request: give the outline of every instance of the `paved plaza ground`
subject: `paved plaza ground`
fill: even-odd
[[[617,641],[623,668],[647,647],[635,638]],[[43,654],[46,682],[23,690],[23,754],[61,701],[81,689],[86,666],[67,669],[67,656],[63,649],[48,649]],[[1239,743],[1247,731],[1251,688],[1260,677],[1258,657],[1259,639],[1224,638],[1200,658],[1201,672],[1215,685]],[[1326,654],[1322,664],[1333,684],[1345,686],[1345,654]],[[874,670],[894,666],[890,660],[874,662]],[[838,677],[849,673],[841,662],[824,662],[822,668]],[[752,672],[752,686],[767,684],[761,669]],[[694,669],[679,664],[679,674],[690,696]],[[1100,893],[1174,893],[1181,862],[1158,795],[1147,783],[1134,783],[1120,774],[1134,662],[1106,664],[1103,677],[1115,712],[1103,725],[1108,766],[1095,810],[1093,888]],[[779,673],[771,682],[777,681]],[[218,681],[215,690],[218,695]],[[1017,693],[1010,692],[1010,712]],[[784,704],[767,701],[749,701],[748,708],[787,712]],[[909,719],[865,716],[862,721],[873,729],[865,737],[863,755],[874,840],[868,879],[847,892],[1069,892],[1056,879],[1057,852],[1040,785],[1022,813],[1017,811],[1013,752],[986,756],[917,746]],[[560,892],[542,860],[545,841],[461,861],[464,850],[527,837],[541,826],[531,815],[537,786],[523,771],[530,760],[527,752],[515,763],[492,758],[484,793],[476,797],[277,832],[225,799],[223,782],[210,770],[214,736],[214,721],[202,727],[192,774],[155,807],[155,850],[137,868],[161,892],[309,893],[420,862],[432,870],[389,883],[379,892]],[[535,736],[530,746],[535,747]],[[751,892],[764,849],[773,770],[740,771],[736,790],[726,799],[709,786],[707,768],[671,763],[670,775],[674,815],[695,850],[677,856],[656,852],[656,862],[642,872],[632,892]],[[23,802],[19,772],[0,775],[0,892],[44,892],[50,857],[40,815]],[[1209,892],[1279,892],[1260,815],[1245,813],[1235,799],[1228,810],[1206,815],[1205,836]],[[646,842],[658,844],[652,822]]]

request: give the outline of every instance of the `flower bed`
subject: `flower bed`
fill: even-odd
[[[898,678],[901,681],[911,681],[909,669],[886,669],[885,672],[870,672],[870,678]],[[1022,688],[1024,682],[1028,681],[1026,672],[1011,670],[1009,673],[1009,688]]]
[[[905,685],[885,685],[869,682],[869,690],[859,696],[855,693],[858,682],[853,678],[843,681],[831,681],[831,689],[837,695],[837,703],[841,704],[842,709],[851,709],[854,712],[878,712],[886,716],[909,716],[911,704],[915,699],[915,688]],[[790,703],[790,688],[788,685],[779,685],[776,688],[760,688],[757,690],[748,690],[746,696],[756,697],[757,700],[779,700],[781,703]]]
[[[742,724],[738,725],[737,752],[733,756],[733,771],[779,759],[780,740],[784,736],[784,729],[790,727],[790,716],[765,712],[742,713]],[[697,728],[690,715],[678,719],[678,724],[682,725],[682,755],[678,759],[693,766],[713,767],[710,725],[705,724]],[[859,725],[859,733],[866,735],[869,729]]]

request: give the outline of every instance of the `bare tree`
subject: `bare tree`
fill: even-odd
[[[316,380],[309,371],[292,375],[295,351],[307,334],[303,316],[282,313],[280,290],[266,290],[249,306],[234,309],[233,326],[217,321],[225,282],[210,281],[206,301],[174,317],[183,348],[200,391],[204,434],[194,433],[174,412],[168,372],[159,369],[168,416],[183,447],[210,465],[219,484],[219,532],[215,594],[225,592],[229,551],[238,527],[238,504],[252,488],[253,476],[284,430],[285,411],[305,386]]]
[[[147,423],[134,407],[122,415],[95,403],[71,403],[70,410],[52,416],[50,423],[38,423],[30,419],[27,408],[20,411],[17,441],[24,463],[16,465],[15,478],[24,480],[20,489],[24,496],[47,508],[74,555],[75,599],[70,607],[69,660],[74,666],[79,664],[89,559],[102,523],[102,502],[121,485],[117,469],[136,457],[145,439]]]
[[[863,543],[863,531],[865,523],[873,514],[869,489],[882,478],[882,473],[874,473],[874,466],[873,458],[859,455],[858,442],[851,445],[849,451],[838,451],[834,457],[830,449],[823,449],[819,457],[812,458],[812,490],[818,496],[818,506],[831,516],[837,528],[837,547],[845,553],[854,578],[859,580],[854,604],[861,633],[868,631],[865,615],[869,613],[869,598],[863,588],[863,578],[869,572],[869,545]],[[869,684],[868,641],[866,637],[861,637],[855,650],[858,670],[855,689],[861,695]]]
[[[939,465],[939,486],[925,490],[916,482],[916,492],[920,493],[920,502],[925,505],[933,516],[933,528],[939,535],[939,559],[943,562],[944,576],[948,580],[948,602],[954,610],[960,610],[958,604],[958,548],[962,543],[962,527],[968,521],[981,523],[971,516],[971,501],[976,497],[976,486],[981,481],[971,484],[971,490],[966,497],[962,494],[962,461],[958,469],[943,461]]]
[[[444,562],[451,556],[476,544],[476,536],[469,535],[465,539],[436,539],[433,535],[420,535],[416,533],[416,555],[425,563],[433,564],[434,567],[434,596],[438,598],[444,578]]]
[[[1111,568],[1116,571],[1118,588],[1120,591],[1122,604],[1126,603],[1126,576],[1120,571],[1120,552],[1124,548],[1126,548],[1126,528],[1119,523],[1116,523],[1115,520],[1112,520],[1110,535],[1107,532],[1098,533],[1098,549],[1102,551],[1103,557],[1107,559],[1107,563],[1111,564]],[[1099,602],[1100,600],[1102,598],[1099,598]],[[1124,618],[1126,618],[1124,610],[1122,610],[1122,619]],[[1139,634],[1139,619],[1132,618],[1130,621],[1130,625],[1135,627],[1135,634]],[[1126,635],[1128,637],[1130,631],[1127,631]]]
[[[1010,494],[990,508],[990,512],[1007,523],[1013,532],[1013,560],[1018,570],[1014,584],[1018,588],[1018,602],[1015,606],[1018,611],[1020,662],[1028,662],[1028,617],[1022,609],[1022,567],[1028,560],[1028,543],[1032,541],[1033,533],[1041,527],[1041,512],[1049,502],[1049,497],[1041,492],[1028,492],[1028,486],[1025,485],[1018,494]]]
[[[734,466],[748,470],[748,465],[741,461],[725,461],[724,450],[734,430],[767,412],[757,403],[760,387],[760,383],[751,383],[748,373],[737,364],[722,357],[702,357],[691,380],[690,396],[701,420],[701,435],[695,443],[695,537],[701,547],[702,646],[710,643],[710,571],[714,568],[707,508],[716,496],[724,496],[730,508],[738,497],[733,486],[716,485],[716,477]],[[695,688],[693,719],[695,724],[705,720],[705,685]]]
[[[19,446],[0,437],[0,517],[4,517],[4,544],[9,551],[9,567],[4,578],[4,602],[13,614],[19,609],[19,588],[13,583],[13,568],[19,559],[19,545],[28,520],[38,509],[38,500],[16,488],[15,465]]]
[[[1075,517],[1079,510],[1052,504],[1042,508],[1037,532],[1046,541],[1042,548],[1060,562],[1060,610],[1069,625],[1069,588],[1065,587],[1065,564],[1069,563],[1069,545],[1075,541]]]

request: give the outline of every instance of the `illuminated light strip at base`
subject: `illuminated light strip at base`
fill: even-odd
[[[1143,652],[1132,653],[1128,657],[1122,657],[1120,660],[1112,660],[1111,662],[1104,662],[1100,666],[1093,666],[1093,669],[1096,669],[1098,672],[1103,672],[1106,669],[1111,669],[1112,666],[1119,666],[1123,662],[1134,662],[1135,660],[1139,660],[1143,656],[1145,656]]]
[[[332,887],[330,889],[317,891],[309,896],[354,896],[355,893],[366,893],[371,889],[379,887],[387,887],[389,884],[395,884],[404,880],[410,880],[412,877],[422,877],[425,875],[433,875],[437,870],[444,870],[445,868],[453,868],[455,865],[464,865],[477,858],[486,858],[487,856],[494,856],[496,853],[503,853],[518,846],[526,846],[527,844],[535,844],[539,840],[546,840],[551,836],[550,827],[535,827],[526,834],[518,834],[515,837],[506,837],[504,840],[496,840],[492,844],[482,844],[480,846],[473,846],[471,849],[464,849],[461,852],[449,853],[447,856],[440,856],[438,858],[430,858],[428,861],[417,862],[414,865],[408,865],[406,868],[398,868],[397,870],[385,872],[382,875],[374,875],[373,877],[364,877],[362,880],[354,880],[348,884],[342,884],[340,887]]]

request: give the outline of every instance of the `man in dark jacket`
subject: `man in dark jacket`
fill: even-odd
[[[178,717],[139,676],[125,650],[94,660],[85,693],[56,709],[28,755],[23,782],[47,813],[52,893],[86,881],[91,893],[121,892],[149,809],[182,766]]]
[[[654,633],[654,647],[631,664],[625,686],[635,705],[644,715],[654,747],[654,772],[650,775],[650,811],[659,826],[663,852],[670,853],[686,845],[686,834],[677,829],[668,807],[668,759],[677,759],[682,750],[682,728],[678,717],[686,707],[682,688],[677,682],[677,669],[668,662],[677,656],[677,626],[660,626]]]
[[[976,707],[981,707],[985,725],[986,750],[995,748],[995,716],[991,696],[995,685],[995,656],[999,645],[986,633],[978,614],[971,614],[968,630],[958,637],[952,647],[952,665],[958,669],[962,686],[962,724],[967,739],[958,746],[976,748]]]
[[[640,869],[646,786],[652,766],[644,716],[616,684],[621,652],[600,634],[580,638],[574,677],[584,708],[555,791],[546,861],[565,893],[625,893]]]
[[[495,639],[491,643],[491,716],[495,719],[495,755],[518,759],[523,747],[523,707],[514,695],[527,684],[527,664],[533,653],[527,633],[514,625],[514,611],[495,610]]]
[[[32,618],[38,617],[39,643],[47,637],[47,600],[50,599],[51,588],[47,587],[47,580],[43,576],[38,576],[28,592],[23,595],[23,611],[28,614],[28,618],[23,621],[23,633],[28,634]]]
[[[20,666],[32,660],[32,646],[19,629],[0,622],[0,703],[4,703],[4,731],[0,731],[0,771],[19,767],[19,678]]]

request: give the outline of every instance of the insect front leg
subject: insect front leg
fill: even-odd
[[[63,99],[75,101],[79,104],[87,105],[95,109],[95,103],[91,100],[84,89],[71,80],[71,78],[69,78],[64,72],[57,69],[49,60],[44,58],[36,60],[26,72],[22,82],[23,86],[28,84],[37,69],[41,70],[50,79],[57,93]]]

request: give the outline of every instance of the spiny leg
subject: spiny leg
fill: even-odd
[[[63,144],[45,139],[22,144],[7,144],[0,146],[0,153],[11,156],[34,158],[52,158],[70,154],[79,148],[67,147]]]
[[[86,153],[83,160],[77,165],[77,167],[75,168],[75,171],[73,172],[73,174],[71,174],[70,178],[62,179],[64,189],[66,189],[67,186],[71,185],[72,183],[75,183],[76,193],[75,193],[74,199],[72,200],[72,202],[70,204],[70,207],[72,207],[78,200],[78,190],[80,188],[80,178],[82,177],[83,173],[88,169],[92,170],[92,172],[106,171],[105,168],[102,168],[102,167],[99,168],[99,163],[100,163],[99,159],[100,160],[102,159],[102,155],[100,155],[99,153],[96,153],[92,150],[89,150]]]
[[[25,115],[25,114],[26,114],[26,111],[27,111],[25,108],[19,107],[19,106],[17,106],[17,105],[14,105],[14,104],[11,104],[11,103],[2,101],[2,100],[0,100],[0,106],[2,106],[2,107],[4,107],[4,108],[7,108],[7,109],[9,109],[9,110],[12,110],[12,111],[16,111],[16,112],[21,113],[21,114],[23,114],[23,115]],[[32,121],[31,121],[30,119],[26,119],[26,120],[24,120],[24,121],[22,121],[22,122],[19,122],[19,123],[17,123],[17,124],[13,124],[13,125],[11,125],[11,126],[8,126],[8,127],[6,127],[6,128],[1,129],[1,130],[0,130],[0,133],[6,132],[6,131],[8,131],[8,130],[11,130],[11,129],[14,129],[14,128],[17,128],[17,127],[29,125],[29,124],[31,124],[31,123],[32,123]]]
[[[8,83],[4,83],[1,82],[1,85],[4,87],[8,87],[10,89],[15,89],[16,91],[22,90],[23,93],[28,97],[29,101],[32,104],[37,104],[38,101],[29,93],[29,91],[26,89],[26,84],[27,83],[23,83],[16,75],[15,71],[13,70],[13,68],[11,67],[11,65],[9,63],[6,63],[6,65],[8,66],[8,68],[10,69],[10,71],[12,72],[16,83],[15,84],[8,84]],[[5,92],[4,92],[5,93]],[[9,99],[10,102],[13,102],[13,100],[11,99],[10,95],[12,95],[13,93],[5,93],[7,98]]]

**Task details**
Report how many lines of the entries contain the word "ground", with case counting. Give only the number.

**Answer to this exercise**
2